Quote the records in full and leave their pictures out.
-------- RECORDS SUPPLIED --------
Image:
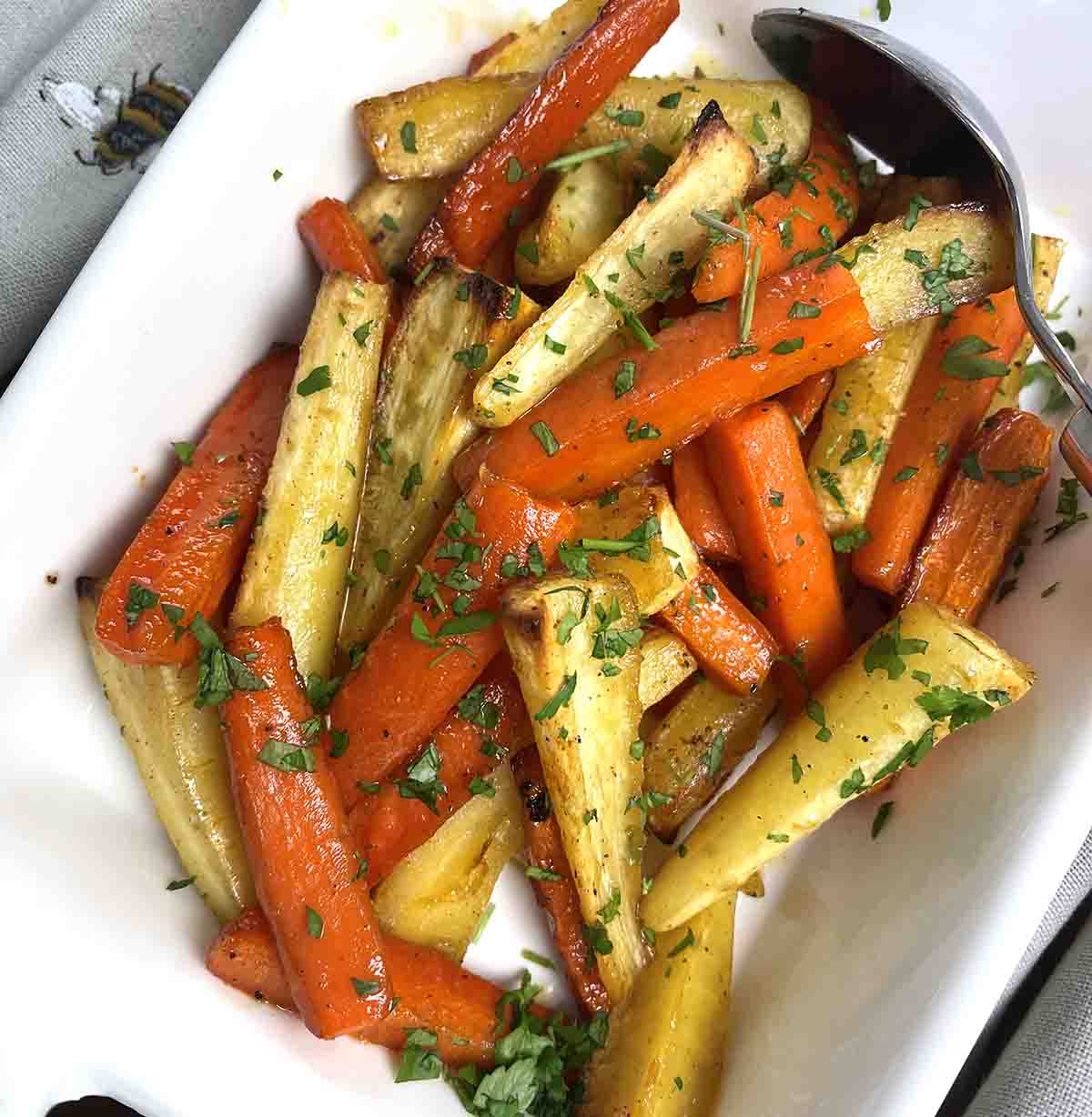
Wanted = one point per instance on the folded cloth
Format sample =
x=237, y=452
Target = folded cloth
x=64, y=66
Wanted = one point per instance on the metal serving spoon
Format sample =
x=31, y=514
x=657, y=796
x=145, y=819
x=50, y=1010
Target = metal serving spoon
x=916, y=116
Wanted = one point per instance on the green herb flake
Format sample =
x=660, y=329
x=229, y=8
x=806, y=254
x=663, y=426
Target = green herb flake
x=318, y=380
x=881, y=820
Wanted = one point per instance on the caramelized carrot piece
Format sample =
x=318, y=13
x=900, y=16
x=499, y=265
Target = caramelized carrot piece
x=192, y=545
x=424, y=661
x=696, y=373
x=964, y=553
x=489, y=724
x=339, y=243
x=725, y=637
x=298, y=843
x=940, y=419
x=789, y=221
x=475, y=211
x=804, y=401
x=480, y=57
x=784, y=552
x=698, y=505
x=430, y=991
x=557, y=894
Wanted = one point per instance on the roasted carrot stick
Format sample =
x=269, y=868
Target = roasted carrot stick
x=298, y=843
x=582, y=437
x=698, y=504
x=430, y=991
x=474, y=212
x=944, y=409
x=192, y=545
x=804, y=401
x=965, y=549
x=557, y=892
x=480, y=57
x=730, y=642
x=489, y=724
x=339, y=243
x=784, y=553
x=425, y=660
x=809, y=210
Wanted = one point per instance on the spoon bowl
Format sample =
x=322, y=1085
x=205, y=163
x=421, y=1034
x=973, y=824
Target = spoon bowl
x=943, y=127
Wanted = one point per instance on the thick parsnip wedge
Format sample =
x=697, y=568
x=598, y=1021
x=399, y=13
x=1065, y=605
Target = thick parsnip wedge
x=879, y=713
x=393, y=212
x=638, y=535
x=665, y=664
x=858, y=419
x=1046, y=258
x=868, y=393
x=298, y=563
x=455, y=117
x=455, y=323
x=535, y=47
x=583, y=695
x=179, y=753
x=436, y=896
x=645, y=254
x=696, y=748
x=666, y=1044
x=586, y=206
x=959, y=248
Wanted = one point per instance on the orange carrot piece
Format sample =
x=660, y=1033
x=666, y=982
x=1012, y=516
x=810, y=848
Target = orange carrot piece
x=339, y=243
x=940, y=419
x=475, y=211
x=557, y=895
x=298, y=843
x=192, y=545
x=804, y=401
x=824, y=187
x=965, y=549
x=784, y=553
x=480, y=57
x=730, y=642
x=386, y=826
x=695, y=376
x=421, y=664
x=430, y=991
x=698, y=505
--------
ANSWER TO THIS EXERCISE>
Image:
Wanted = one point per instance on the folded cloth
Format sample =
x=237, y=452
Target = folded cloth
x=64, y=66
Wanted = one point per instance on the metal serving spoon
Format sample =
x=31, y=514
x=657, y=796
x=145, y=819
x=50, y=1010
Target = metal serving spoon
x=916, y=116
Wanted = one point per instance on the green herb flake
Format sample =
x=660, y=329
x=229, y=8
x=806, y=254
x=663, y=426
Target = green herb flake
x=318, y=380
x=881, y=820
Wanted = one point per instance on the caramelized carrot piece
Format sample =
x=318, y=13
x=900, y=16
x=499, y=265
Target = caramelized carrot piece
x=192, y=545
x=424, y=661
x=696, y=373
x=964, y=553
x=489, y=724
x=339, y=243
x=725, y=637
x=298, y=843
x=940, y=419
x=789, y=221
x=475, y=211
x=804, y=401
x=480, y=57
x=784, y=552
x=698, y=505
x=430, y=991
x=557, y=894
Wanted = one point per instance on the roasted carrot stick
Format sample =
x=269, y=868
Target = roasted carrot stick
x=298, y=843
x=582, y=437
x=698, y=504
x=430, y=991
x=474, y=212
x=944, y=409
x=192, y=545
x=804, y=401
x=965, y=549
x=557, y=892
x=480, y=57
x=730, y=642
x=489, y=724
x=339, y=243
x=784, y=553
x=425, y=660
x=809, y=210
Wanted = one point per instance on the spoon bowl
Format sample =
x=322, y=1085
x=205, y=163
x=421, y=1034
x=973, y=824
Target = spoon bowl
x=943, y=127
Wanted = one point per instance on the thick parsnip wedge
Format sample =
x=697, y=568
x=598, y=1021
x=399, y=13
x=1065, y=605
Target = thick parsnip wedge
x=879, y=713
x=393, y=212
x=638, y=535
x=665, y=664
x=858, y=419
x=1046, y=258
x=868, y=393
x=298, y=563
x=455, y=117
x=455, y=323
x=535, y=47
x=583, y=695
x=179, y=753
x=436, y=896
x=645, y=254
x=696, y=748
x=666, y=1044
x=586, y=206
x=959, y=248
Wanted = one point per instance on the orange carrot piece
Format sample =
x=660, y=1033
x=666, y=982
x=1012, y=516
x=810, y=848
Target = orange carrot piece
x=339, y=243
x=940, y=419
x=475, y=211
x=557, y=895
x=298, y=843
x=192, y=545
x=804, y=401
x=824, y=187
x=965, y=549
x=784, y=553
x=480, y=57
x=730, y=642
x=386, y=826
x=695, y=376
x=421, y=664
x=430, y=991
x=698, y=505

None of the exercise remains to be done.